## RECORDS FOR THIS EXERCISE
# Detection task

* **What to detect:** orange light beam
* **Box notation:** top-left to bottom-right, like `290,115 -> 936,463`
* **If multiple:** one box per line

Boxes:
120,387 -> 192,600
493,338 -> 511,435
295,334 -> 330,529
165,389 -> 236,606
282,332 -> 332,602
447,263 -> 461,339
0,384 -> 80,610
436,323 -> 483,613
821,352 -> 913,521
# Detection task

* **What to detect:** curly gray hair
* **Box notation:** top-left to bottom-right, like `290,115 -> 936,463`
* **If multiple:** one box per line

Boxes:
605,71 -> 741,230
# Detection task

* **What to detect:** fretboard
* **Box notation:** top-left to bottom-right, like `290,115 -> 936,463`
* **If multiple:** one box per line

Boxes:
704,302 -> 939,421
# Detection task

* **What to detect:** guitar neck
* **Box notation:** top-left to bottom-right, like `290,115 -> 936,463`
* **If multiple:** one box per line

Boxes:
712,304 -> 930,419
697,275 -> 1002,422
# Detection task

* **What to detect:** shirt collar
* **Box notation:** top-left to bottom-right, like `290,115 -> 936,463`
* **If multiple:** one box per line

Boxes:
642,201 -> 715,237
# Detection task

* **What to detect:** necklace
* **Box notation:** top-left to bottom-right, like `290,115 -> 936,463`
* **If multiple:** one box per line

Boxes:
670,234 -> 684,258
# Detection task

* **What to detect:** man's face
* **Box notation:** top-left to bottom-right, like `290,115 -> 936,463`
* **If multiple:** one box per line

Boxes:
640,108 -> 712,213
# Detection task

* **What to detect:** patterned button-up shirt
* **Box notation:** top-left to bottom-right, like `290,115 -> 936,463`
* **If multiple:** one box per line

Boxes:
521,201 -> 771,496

## EXERCISE OBJECTIVE
Retype every line of the listing exactly as it appears.

## YOUR SOLUTION
# Detection task

* **What to detect:** orange light beam
* **Box notation:** top-left to bottom-right, like `290,115 -> 936,463`
* **If multiple:** one box per line

Boxes:
120,387 -> 192,600
493,338 -> 511,435
295,334 -> 330,529
165,389 -> 236,606
282,332 -> 332,602
447,263 -> 461,339
0,384 -> 80,610
436,323 -> 483,613
821,352 -> 913,521
# Detection task

* **What to detect:** curly gray hair
* **Box notation:** top-left to bottom-right, like `290,115 -> 936,463`
* **If multiple:** one box per line

Boxes:
605,71 -> 741,230
# Detection task

* **What to detect:** fretboard
* **Box notation:** top-left to bottom-right, like `290,115 -> 936,463`
* **If multiple:** one box per line

Boxes:
704,302 -> 939,421
# Detection task

* **What to detect:** guitar neck
* **Box notation:** top-left to bottom-right, like `290,115 -> 936,463`
* **If multiple:** one box per line

Boxes:
712,304 -> 930,419
697,275 -> 1002,422
# Detection task

* **What to detect:** shirt collar
* **Box notation:** top-left to bottom-right, like `290,115 -> 936,463`
* **If multiple:** one box per line

Boxes:
642,201 -> 715,237
# Detection task

* **What to detect:** necklace
* **Box notation:** top-left to bottom-right, like `290,115 -> 936,463`
* **If multiple:** one box per line

Boxes:
670,234 -> 684,258
# Detection task

* **What to detect:** man's face
* **Box notation:** top-left to bottom-right, like `290,115 -> 936,463`
* **If multiple:** one box per line

Boxes:
640,108 -> 712,213
# Detection task

* **What to detect:** patterned button-up shirt
* **Box notation:** top-left to bottom-right, like `290,115 -> 936,463`
* **If multiple:** one box per line

Boxes:
521,201 -> 771,496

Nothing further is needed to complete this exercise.